- [Stated problem]: Express every line of the items below as a Markdown table with the columns "Row" and "Line", numbering the rows in order and omitting blank lines. Leave the pictures out of the table.

- [Record set]:
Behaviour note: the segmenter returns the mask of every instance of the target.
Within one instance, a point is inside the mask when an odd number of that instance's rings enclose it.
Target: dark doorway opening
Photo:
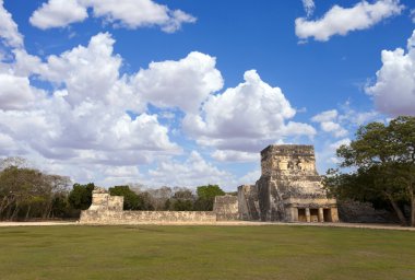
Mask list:
[[[310,209],[310,222],[319,222],[319,209]]]
[[[307,222],[306,209],[298,209],[298,222]]]
[[[332,222],[332,220],[331,220],[331,209],[324,209],[323,210],[323,217],[324,217],[324,222]]]

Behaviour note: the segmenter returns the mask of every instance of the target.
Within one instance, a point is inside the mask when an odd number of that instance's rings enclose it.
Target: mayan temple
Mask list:
[[[316,170],[312,145],[269,145],[261,151],[262,175],[238,188],[244,220],[337,222],[334,198],[328,198]]]

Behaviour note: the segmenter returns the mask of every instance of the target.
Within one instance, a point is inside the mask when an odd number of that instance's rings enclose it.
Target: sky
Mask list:
[[[0,158],[76,183],[235,190],[274,143],[324,174],[400,115],[411,0],[0,0]]]

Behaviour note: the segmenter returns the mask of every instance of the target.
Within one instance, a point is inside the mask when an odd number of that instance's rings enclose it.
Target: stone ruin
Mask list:
[[[261,151],[261,177],[238,188],[242,220],[339,222],[316,170],[312,145],[269,145]]]
[[[213,211],[123,211],[123,197],[95,188],[81,223],[214,223],[217,221],[339,222],[316,171],[312,145],[269,145],[261,151],[262,175],[238,196],[215,198]]]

- [Solution]:
| Row | Line |
|---|---|
| 1 | Behaviour note: the segmenter returns the mask of every instance of the target. |
| 2 | Within one instance, a point is inside the mask when an odd number of that instance's rings enclose it. |
| 3 | Target: dark doorway opening |
| 4 | Photo: |
| 5 | Mask list: |
| 6 | [[[310,209],[310,222],[319,222],[319,209]]] |
| 7 | [[[307,222],[306,209],[298,209],[298,222]]] |
| 8 | [[[332,222],[332,220],[331,220],[331,209],[324,209],[323,210],[323,217],[324,217],[324,222]]] |
| 9 | Behaviour note: the segmenter returns the mask of every instance of the target. |
| 10 | Within one instance, a point is inside the mask when an odd number of that instance's rings enclose it. |
| 11 | Target: mayan temple |
| 12 | Mask list: |
| 13 | [[[316,170],[312,145],[269,145],[261,151],[262,175],[238,188],[244,220],[337,222],[334,198],[328,198]]] |
| 14 | Behaviour note: the segmenter returns the mask of every instance of the target. |
| 15 | Within one instance, a point is inside the mask when an odd number of that instance's rings enclose it. |
| 16 | Target: sky |
| 17 | Mask list: |
| 18 | [[[0,158],[76,183],[235,190],[274,143],[324,174],[400,115],[411,0],[0,0]]] |
| 19 | Behaviour note: the segmenter returns the mask of every instance of the target. |
| 20 | Within one instance, a point is inside the mask when an odd number of that instance's rings enclose it. |
| 21 | Target: stone ruin |
| 22 | Mask list: |
| 23 | [[[261,151],[261,177],[238,188],[242,220],[339,222],[316,170],[312,145],[269,145]]] |
| 24 | [[[213,211],[123,211],[123,197],[95,188],[81,223],[214,223],[217,221],[339,222],[316,171],[312,145],[269,145],[261,151],[262,175],[238,196],[215,198]]] |